Task item: Please reproduce the listing in its entirety, exactly as shown.

── Material for this task ──

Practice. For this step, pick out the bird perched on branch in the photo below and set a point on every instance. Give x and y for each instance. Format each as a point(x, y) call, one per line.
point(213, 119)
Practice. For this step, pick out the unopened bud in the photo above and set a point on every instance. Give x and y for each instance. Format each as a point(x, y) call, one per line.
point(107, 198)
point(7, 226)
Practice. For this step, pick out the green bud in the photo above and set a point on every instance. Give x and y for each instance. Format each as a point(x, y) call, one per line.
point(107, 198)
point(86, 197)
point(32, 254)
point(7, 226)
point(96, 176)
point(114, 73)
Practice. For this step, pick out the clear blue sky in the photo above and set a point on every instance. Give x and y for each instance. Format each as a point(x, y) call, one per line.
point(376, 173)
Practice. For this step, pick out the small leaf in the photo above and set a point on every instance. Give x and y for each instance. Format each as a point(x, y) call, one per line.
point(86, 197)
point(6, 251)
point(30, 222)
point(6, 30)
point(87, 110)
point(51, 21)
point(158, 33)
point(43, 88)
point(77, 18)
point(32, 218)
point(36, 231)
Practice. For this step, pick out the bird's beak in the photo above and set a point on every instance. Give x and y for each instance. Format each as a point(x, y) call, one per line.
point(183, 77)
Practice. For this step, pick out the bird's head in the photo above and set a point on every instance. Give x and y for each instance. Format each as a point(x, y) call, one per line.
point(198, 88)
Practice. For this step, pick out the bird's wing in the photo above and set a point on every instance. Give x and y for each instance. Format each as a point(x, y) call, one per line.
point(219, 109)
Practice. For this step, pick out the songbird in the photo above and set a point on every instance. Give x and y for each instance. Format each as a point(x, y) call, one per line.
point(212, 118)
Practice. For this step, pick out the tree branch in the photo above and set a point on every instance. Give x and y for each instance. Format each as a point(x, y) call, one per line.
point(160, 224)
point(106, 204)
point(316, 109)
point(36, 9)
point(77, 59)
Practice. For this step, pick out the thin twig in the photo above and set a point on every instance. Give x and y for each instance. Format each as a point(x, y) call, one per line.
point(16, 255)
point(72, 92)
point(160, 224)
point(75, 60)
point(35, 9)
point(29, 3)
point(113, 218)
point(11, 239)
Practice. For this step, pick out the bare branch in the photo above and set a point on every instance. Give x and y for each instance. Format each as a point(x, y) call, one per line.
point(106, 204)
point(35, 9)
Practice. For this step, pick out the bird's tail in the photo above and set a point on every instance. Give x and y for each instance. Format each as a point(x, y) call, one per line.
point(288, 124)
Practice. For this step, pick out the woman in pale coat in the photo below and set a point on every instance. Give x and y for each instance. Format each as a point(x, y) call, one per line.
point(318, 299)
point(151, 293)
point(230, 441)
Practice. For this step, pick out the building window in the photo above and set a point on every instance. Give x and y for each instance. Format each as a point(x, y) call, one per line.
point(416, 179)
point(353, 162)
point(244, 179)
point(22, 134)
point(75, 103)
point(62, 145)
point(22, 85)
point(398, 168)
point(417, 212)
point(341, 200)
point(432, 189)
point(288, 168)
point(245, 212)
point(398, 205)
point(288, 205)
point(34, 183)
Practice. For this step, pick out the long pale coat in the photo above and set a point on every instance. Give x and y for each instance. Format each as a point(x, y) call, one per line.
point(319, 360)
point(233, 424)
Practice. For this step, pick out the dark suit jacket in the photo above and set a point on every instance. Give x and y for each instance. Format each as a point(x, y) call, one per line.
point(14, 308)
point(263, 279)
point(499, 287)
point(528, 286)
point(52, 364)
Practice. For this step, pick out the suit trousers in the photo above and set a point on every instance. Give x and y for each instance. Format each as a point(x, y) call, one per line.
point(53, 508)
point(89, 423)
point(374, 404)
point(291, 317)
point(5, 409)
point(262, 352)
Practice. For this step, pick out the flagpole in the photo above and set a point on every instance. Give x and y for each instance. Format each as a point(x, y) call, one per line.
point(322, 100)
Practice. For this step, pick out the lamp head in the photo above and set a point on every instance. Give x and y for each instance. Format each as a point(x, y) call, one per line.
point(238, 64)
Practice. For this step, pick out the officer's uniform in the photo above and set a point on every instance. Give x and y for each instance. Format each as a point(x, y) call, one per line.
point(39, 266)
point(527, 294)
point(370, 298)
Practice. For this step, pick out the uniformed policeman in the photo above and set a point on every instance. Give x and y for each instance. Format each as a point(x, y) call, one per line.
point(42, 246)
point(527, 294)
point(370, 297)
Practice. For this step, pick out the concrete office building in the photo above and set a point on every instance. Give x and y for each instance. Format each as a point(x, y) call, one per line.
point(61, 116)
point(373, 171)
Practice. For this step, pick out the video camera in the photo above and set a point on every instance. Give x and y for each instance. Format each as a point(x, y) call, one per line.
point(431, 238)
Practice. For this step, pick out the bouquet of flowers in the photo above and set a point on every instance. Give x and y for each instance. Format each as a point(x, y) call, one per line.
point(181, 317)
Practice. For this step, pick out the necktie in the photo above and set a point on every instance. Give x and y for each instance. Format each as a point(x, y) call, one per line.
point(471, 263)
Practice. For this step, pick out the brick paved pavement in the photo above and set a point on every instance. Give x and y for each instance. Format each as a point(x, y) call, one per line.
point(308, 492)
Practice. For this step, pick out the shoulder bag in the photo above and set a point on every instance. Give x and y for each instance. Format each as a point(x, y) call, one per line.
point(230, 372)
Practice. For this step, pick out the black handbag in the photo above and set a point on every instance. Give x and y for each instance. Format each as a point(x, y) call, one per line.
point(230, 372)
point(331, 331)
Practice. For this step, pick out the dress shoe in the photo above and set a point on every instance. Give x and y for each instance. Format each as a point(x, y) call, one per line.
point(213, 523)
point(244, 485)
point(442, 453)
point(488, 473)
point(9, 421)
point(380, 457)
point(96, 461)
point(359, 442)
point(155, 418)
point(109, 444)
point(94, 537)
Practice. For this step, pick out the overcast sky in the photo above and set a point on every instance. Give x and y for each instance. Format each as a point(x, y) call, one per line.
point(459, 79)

───

Task solution:
Practice. For this step, pick out the bird perched on branch in the photo below and set a point on every instance. Give x and y for each instance. Format each as a point(x, y) call, one per line.
point(213, 119)
Practice. For this step, pick out the unopened bud in the photo above and set a point on every instance. Give x and y for each instance. Format each as a point(x, y) call, one per line.
point(107, 198)
point(7, 226)
Practice. For this step, pick out the green bud in the photo above and set a point on every instance. Give x and y for each instance. Format each as a point(x, y) call, one per line.
point(107, 198)
point(86, 197)
point(32, 254)
point(7, 226)
point(96, 176)
point(114, 73)
Practice. For this step, pick out the clear blue sky in the photo above and set a point on every instance. Give x and y for each instance. Format each as a point(x, y) call, one per line.
point(376, 173)
Practice. For this step, pick out the small leaf in the photo above and set a point on every instance. Give x and y for each instance. Format each as a point(x, y) call, one per line.
point(86, 197)
point(6, 251)
point(30, 222)
point(6, 30)
point(87, 110)
point(51, 21)
point(158, 33)
point(43, 88)
point(77, 18)
point(32, 218)
point(36, 231)
Practice. For this step, pick out the bird's beak in the photo above and set a point on every instance. Give x and y for each instance. Format each as a point(x, y) call, one per line.
point(183, 77)
Practice. For this step, pick out the bird's head in the photo above and set a point on every instance. Give x and y for each instance. Format each as a point(x, y) call, one per line.
point(198, 88)
Practice. For this step, pick out the bird's wing in the photo above and set a point on every instance. Give x and y for each instance. Format each as a point(x, y) call, one per line.
point(219, 109)
Practice. For this step, pick out the songbird in the photo above and set a point on every instance. Give x and y for each instance. Format each as a point(x, y) call, one per line.
point(212, 118)
Practice. For this step, pick out the tree branch in the photo above and set a point on every instance. Give x and y for each instance. Format each as a point(x, y) call, one per line.
point(160, 224)
point(106, 204)
point(316, 109)
point(36, 9)
point(77, 59)
Practice. For this step, pick out the thin twig in the photo above and set a point on every instance. Give x and y for each instance. Format each as a point(x, y) call, one per line.
point(16, 255)
point(72, 92)
point(160, 224)
point(75, 60)
point(35, 9)
point(29, 3)
point(113, 218)
point(11, 239)
Practice. For this step, pick out the bare branch in the photo above and set a point on every instance. Give x and y for each instance. Format each as a point(x, y) call, one per line.
point(106, 204)
point(35, 9)
Practice. For this step, pick out the bird's tail in the photo above and set a point on every instance. Give x and y for each instance. Format each as a point(x, y) call, one per line.
point(288, 124)
Practice. For this step, pick out the woman in pale coat in the photo below and set a point on every instance. Give x and y for each instance. Format each as a point(x, y) call, one per line.
point(318, 299)
point(151, 293)
point(230, 441)
Practice. For this step, pick out the building window in the photo above and set a point on every instance. Give x and y for each instance. Format each as a point(x, y) call, one per line.
point(416, 179)
point(353, 162)
point(244, 179)
point(22, 134)
point(75, 103)
point(62, 145)
point(22, 85)
point(398, 168)
point(417, 212)
point(341, 200)
point(432, 189)
point(288, 168)
point(245, 212)
point(398, 205)
point(288, 205)
point(34, 183)
Practice. For this step, pick out the long pale coat in the photo above and set a point on every instance. Give x and y for each instance. Format each as a point(x, y) call, one per line.
point(319, 360)
point(233, 424)
Practice. For this step, pick out the dark suit jacket in the photo above and set a point on every instance. Give x and y for each instance. Format each as a point(x, y) call, one per line.
point(14, 308)
point(263, 279)
point(499, 287)
point(528, 286)
point(52, 364)
Practice. For this step, pick out the suit trousers in the photo above and set a point on every instance. Give x and y for each instance. Format each as a point(x, y) call, one per line.
point(53, 508)
point(89, 423)
point(374, 404)
point(291, 317)
point(5, 409)
point(262, 352)
Practice. For this step, pick out the flagpole in the photo above and set a point on every instance. Give x and y for each instance. Format each as a point(x, y) call, one per line.
point(322, 100)
Practice. For this step, pick out the lamp head in the photo above and set a point on every instance. Give x and y for each instance. Format each as a point(x, y) call, one per line.
point(238, 64)
Practice. For this step, pick out the officer's uniform in the photo above and set a point on every instance. Give x and y for each instance. Format each as a point(x, y) call, one per line.
point(39, 266)
point(527, 294)
point(370, 298)
Practice. For this step, pick out the uniformed policeman in the photo above and set a point on every instance. Give x and y for each instance. Format each as a point(x, y) call, one per line.
point(42, 246)
point(527, 294)
point(370, 297)
Practice. For this step, pick out the concrete office building in the photo above and set a point on every instance. Give x and y for each instance. Format each as a point(x, y) call, one per line.
point(61, 116)
point(373, 171)
Practice. For this step, pick out the video camera in the photo above and set a point on every instance. Give x and y for each instance. Format each as a point(x, y) call, one per line.
point(431, 238)
Practice. For this step, pick out the bouquet of flowers in the photo above and set a point on every instance. Give x and y for each instance. Format each as a point(x, y) call, one per line.
point(181, 317)
Practice. For this step, pick out the necktie in the photo above and set a point on every instance. Give x and y for each instance. Format each as a point(x, y) call, one per line.
point(471, 263)
Practice. For this step, pick out the brick paved pavement in the photo above and set a point on every instance. Give x and y for each instance. Format each as a point(x, y) call, one per line.
point(308, 492)
Practice. For this step, pick out the shoulder bag in the photo above and set a point on every instance. Give x and y for each instance. Format each as a point(x, y) call, one per line.
point(230, 372)
Practice. For this step, pick out the black handbag in the photo above and set a point on every instance. Give x and y for each instance. Format each as a point(x, y) call, one per line.
point(230, 372)
point(331, 331)
Practice. For this step, pick out the dress shoe in the photo above and set a point on every instance. Give x and y for each instance. Format each as a point(x, y) call, one per line.
point(213, 523)
point(244, 485)
point(442, 453)
point(488, 473)
point(9, 421)
point(380, 457)
point(96, 461)
point(359, 442)
point(155, 418)
point(109, 444)
point(94, 537)
Practice. For this step, pick out the overcast sky in the photo above and set a point on every instance. Give x and y for each instance. Format each as a point(x, y) call, one per line.
point(459, 79)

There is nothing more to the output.